[SELECTED PASSAGE]
--------
Sydney Widell, Nancy Wedwick on floods, dams and community
Coon Creek Community Watershed Council members Sydney Widell and Nancy Wedwick discuss plans to remove earthen dams in southwest Wisconsin and the use of agricultural practices to control flooding.
By Nathan Denzin | Here & Now
December 4, 2024 • Southwest Region
VIDEO TRANSCRIPT
Sydney Widell:
Some of these practices never went away, and they've been on the landscape this whole time. It's just a matter of telling those stories, and bringing them back into circulation, and creating that awareness, and that's something that our organization is really passionate about doing.
Nancy Wedwick:
So, with the planned PEIS study that came out from the flooding, and what created all of these problems, all of this — there were a number of alternative plans that could have been adopted, and the one that was selected was to decommission, but there were a couple other alternatives in there that are actually viable. That would be landscape changes, that would be small infrastructure, like what we were talking about — the small dams — things like that. Those were rejected, because they would require volunteers to do these things, but those are the things that are out there that people are doing, can do, can learn about, and decide to do. You know, it's community project, community will.
--------
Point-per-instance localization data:
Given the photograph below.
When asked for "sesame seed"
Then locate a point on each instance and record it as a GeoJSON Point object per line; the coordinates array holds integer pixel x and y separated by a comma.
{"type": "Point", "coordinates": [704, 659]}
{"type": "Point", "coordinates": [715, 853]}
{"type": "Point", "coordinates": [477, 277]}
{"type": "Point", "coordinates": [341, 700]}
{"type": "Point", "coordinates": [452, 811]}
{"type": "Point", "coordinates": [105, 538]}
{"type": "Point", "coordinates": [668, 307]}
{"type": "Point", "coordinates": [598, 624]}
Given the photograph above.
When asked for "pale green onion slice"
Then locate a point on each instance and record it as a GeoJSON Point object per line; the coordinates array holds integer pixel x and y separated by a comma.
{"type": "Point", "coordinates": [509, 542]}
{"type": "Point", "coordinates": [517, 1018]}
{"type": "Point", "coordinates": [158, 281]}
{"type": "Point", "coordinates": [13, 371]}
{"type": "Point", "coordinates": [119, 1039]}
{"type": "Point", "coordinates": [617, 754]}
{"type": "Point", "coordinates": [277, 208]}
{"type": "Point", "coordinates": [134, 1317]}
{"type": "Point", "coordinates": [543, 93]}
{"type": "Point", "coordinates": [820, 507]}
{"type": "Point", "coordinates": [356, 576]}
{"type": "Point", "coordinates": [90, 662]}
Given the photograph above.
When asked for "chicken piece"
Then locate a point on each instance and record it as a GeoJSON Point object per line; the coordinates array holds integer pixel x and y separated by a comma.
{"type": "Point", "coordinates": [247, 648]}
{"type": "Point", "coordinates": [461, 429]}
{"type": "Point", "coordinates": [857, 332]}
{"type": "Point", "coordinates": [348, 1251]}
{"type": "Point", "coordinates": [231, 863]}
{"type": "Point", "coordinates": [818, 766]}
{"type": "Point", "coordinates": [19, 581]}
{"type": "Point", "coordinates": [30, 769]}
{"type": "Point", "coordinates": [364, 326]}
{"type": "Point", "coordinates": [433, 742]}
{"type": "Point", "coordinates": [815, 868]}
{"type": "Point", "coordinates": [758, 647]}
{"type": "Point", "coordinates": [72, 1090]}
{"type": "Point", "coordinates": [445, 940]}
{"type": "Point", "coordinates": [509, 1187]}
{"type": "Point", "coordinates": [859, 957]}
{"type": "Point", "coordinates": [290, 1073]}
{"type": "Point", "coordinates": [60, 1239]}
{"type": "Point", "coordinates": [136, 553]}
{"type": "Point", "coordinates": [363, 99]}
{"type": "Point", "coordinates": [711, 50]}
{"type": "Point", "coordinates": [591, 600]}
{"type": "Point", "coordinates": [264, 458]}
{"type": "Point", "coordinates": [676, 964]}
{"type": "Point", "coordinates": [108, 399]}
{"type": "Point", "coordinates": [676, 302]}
--------
[WHAT IS EXPECTED] Reproduce the passage of the transcript on floods and dams from "Sydney Widell, Nancy" up to and including "to control flooding.".

[EXERCISE RESPONSE]
Sydney Widell, Nancy Wedwick on floods, dams and community
Coon Creek Community Watershed Council members Sydney Widell and Nancy Wedwick discuss plans to remove earthen dams in southwest Wisconsin and the use of agricultural practices to control flooding.